**EXERCISE REQUIREMENTS:** Please copy out the records below, substituting "place a marker" for every occurrence of "put a dot" and leaving everything else as it is.

(Point-based annotation data)
####
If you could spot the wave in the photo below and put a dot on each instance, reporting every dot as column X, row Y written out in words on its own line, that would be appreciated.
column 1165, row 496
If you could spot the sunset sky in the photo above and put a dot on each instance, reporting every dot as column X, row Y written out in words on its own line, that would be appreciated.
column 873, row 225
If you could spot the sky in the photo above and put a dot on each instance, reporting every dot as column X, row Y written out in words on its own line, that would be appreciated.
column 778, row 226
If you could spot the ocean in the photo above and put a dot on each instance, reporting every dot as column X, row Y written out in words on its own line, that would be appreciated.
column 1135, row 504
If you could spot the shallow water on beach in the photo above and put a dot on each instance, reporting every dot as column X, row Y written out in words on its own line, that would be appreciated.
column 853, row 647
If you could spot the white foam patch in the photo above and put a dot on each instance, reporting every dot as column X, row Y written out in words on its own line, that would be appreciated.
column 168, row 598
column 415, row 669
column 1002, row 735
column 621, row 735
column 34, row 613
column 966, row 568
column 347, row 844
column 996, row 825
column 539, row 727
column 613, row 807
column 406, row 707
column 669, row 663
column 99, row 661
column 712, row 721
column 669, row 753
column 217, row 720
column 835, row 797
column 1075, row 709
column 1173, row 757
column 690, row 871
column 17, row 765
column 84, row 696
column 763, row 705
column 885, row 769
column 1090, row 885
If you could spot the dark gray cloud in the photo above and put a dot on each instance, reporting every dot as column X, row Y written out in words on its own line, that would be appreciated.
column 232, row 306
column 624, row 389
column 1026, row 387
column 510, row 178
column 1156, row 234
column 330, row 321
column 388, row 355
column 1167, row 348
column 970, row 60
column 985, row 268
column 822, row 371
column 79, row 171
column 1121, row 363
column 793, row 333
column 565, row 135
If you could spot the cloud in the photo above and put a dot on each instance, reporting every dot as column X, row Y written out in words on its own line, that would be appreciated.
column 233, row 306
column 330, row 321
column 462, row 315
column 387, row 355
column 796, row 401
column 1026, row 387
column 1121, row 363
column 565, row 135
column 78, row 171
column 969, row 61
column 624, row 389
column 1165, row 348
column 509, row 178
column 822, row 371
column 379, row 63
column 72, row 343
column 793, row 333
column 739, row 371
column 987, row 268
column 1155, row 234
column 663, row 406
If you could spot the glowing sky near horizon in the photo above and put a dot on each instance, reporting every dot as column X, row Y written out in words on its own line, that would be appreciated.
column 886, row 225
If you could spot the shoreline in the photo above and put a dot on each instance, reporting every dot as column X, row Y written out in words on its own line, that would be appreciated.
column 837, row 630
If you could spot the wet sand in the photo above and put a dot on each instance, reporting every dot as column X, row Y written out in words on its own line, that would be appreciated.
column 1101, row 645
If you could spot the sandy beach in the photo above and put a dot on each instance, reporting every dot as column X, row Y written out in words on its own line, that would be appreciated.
####
**IN RESPONSE:**
If you could spot the wave in the photo below and place a marker on each instance, reporting every dot as column X, row Y written out in words on its own line, that would be appreciated.
column 1165, row 496
If you could spot the sunset sky in the photo above and place a marker on each instance, reporting every dot as column X, row Y written out in words on its own line, that would be appreciated.
column 873, row 225
If you could spot the sky in the photo above and place a marker on each instance, reporting every dot as column X, row Y written out in words on its own line, that would be appreciated.
column 778, row 226
If you could spot the ocean in the photo above and place a marker on each instance, reporting every dot as column X, row Y written out in words on its own line, that would be appreciated.
column 1135, row 504
If you could spot the shallow water on beach in the photo above and place a marker on each instance, reporting every dot as column X, row Y written out in words on its own line, that would be appreciated.
column 853, row 647
If you could spot the white foam patch in the photo above and place a marker on each instance, reporting every dot as column X, row Y written out in words on its own line, that would be appreciated.
column 168, row 598
column 415, row 669
column 1002, row 735
column 621, row 735
column 34, row 613
column 966, row 568
column 347, row 844
column 996, row 825
column 539, row 727
column 613, row 807
column 406, row 707
column 669, row 663
column 99, row 661
column 712, row 721
column 669, row 753
column 217, row 720
column 835, row 797
column 1075, row 709
column 1173, row 757
column 690, row 871
column 17, row 765
column 84, row 696
column 763, row 705
column 885, row 769
column 1090, row 885
If you could spot the dark gray cloud in the photo above and place a marker on each instance, reporting every dot as column X, row Y written out in words on its own line, that would be appreciated.
column 232, row 306
column 624, row 389
column 1026, row 387
column 510, row 178
column 1156, row 234
column 330, row 321
column 388, row 355
column 1167, row 348
column 970, row 60
column 985, row 268
column 822, row 371
column 79, row 171
column 1121, row 363
column 793, row 333
column 565, row 135
If you could spot the cloud in the photo above and place a marker on each instance, reporting every dot as column X, row Y written out in words on its own line, that would be appreciated.
column 233, row 306
column 330, row 321
column 462, row 315
column 387, row 355
column 796, row 401
column 1026, row 387
column 1121, row 363
column 565, row 135
column 78, row 171
column 969, row 61
column 624, row 389
column 1165, row 348
column 509, row 178
column 822, row 371
column 379, row 63
column 72, row 343
column 793, row 333
column 739, row 371
column 987, row 268
column 1155, row 234
column 663, row 406
If you could spot the glowing sky near horizon in the photo above and place a marker on each instance, reporting every dot as column X, row Y written out in words on its own line, that would be appreciated.
column 886, row 225
If you could spot the shoreline in the photo above and place a marker on each instance, reporting every dot as column X, row Y written out in words on its own line, that would be appreciated.
column 837, row 630
If you could spot the wet sand in the photo above and place a marker on each instance, reporting every dot as column X, row Y written out in words on its own line, that would be appreciated.
column 1101, row 645
If you could spot the sandy beach in the photo above and place a marker on each instance, reporting every dot as column X, row Y written out in words on its own line, that would be appreciated.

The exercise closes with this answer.